* [Data to examine]:
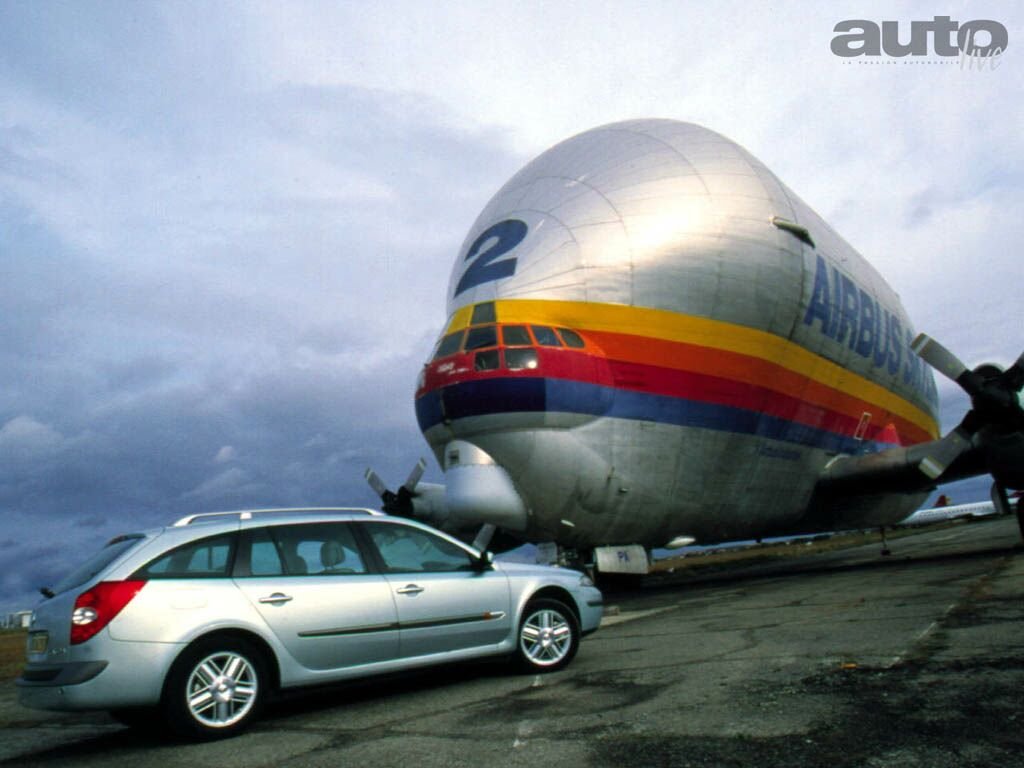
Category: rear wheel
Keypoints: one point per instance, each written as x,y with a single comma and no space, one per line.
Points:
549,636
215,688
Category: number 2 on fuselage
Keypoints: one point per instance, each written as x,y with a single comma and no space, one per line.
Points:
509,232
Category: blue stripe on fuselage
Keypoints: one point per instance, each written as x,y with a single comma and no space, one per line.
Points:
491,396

...

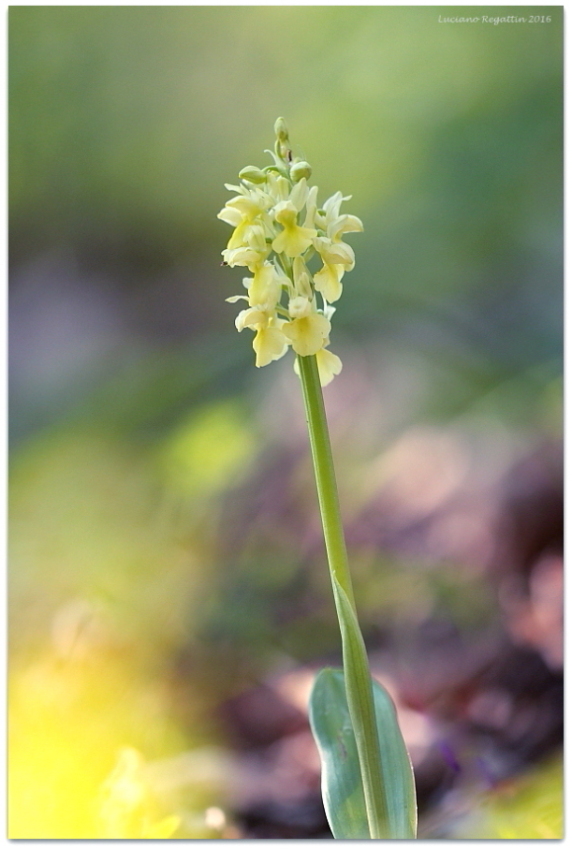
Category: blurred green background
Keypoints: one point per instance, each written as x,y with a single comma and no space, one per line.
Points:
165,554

* [The problem]: Gather from the data above every line with the string "fuselage".

* [Final answer]:
Category: number 2 on fuselage
Category: blue stripe on fuselage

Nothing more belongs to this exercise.